TASK PROMPT.
Extract every line of the listing below verbatim, leaving nothing out and changing nothing.

ENTRIES SUPPLIED.
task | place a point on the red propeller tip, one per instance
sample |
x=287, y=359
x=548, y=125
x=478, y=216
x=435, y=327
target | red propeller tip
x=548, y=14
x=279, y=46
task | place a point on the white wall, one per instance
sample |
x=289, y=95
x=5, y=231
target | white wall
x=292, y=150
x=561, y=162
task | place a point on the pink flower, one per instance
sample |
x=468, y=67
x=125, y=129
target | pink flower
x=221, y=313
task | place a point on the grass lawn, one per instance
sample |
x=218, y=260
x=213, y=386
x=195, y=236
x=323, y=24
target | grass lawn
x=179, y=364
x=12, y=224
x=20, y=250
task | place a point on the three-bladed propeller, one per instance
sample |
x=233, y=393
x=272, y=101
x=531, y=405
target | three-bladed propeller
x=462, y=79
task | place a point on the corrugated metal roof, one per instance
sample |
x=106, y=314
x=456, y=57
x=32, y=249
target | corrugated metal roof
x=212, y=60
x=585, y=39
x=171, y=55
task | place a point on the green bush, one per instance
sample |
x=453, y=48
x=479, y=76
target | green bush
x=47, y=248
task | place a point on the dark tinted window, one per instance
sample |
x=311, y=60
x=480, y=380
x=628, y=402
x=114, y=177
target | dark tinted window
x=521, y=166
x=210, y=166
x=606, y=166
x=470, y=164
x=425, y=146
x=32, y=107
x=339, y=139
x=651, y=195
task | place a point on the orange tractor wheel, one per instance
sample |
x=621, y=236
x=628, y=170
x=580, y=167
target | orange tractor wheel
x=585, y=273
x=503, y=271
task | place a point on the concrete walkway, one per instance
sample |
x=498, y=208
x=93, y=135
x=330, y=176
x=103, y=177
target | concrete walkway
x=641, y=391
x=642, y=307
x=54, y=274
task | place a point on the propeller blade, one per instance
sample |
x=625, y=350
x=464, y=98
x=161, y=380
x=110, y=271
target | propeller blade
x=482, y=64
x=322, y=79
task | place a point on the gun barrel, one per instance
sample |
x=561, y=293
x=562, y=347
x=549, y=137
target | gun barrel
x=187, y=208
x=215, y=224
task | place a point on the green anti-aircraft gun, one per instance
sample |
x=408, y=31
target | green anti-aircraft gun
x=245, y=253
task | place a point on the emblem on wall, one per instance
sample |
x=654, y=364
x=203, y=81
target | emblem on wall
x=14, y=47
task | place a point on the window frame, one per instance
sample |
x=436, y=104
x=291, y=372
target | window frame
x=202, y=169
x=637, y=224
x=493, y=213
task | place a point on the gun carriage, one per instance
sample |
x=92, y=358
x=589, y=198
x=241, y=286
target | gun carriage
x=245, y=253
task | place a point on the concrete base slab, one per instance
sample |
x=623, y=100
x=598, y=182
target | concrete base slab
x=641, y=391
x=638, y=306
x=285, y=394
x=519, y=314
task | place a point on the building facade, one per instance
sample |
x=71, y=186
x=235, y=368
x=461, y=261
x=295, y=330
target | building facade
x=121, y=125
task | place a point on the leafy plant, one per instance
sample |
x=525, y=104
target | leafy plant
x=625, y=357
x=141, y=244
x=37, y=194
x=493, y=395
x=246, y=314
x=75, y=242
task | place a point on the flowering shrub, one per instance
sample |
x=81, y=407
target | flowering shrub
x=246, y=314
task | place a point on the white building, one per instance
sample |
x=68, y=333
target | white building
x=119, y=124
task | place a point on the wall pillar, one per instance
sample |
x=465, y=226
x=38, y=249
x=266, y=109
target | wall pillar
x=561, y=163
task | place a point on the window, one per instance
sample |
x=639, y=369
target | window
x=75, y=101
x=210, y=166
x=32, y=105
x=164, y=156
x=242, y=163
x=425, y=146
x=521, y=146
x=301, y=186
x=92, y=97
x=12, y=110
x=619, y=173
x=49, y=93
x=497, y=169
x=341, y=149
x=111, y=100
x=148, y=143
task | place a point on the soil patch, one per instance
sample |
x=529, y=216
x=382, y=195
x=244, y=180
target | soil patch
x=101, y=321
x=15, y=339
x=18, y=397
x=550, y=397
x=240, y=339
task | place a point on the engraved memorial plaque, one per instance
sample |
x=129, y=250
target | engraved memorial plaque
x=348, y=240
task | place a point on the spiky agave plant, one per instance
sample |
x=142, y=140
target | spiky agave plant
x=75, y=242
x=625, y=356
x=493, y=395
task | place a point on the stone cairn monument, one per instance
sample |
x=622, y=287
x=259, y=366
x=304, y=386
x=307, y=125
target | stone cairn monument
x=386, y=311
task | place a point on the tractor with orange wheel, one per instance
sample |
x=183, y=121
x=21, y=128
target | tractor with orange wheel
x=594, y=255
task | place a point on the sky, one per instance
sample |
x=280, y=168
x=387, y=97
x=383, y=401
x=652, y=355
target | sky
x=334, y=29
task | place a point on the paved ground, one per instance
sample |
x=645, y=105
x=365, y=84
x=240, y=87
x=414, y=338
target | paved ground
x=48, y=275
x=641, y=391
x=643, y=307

SOLUTION FOR THIS TASK.
task | place a point on the red propeller tip, one per instance
sample |
x=287, y=359
x=548, y=125
x=478, y=216
x=435, y=327
target | red propeller tip
x=548, y=14
x=279, y=46
task | place a point on the white wall, one per instance
sample |
x=289, y=95
x=5, y=231
target | white wall
x=292, y=150
x=561, y=162
task | place a point on the pink flower, one per instance
sample |
x=468, y=67
x=125, y=129
target | pink flower
x=221, y=313
task | place a point on the grass lawn, one per instance
sample |
x=218, y=260
x=213, y=386
x=195, y=236
x=323, y=24
target | grass lawn
x=179, y=364
x=12, y=224
x=20, y=250
task | place a point on the three-bladed propeller, one per instance
sample |
x=233, y=393
x=272, y=101
x=531, y=405
target | three-bladed propeller
x=462, y=79
task | place a point on the corrugated metal roof, one per instance
sample |
x=106, y=314
x=456, y=57
x=32, y=249
target | corrugated metal roof
x=212, y=60
x=585, y=39
x=171, y=55
task | place a point on the green bush, one per instance
sample |
x=453, y=48
x=479, y=76
target | green bush
x=47, y=248
task | place a point on the dark tinted window, one per instance
sample |
x=311, y=60
x=480, y=380
x=628, y=402
x=114, y=177
target | dark tinted window
x=521, y=166
x=210, y=166
x=606, y=166
x=470, y=164
x=425, y=146
x=32, y=107
x=339, y=139
x=651, y=195
task | place a point on the orange tractor wheel, one per instance
sample |
x=621, y=236
x=628, y=170
x=580, y=167
target | orange tractor wheel
x=585, y=273
x=503, y=271
task | place a point on the concrete walkway, one per instance
sample |
x=498, y=208
x=93, y=135
x=330, y=176
x=103, y=177
target | concrete walkway
x=641, y=391
x=642, y=307
x=54, y=274
task | place a point on the propeller blade, one per instance
sample |
x=625, y=350
x=464, y=98
x=161, y=380
x=110, y=271
target | propeller blade
x=482, y=64
x=322, y=79
task | place a point on the gun barrel, one per instance
sample |
x=561, y=293
x=562, y=347
x=549, y=137
target | gun barrel
x=187, y=208
x=215, y=224
task | place a point on the green anti-aircraft gun, one per instance
sample |
x=408, y=31
target | green anti-aircraft gun
x=245, y=253
task | place a point on the emblem on wall, one per instance
sample |
x=654, y=364
x=203, y=81
target | emblem on wall
x=14, y=47
task | place a point on the window frame, one per instance
sample |
x=436, y=104
x=291, y=372
target | window frame
x=202, y=169
x=637, y=224
x=493, y=213
task | place a point on the gun carriage, one per instance
sample |
x=92, y=358
x=589, y=198
x=241, y=286
target | gun carriage
x=245, y=253
task | place a point on the concrete base slab, one per instance
sample |
x=623, y=100
x=598, y=182
target | concrete base slab
x=641, y=391
x=638, y=306
x=285, y=394
x=519, y=314
task | place a point on the building facade, one per instance
sample |
x=71, y=186
x=235, y=368
x=461, y=261
x=295, y=330
target | building facade
x=121, y=125
task | place a point on the leafy plant, one per instance
sample |
x=525, y=104
target | leafy plant
x=625, y=357
x=141, y=244
x=37, y=194
x=493, y=395
x=246, y=314
x=75, y=242
task | place a point on the flowering shrub, one per instance
sample |
x=81, y=407
target | flowering shrub
x=246, y=314
task | place a point on the white building, one per instance
sample |
x=68, y=333
target | white building
x=119, y=124
task | place a point on the wall pillar, one per instance
sample |
x=465, y=226
x=38, y=249
x=266, y=109
target | wall pillar
x=561, y=163
task | place a point on the window, one per instance
sample |
x=639, y=369
target | window
x=75, y=101
x=210, y=166
x=32, y=105
x=164, y=156
x=242, y=163
x=425, y=146
x=521, y=146
x=301, y=186
x=92, y=97
x=12, y=110
x=619, y=173
x=49, y=93
x=497, y=169
x=341, y=149
x=111, y=100
x=148, y=143
task | place a point on the soil patch, one per instance
sample |
x=529, y=216
x=382, y=195
x=244, y=180
target | soil patch
x=101, y=321
x=15, y=339
x=18, y=397
x=550, y=397
x=240, y=339
task | place a point on the engraved memorial plaque, one per instance
sample |
x=129, y=250
target | engraved memorial plaque
x=348, y=240
task | place a point on the spiky agave plant, one per instance
sample |
x=142, y=140
target | spiky agave plant
x=75, y=242
x=625, y=356
x=493, y=395
task | place a point on the stone cairn monument, one per instance
sample |
x=622, y=287
x=259, y=366
x=304, y=386
x=307, y=125
target | stone cairn monument
x=386, y=311
task | place a point on the tractor with orange wheel, one per instance
sample |
x=183, y=121
x=21, y=128
target | tractor with orange wheel
x=594, y=255
task | place a point on the sky, one per instance
sample |
x=280, y=168
x=387, y=97
x=383, y=401
x=652, y=355
target | sky
x=334, y=29
task | place a point on the paved ground, one per instance
sample |
x=645, y=105
x=365, y=84
x=240, y=87
x=414, y=338
target | paved ground
x=48, y=275
x=641, y=391
x=643, y=307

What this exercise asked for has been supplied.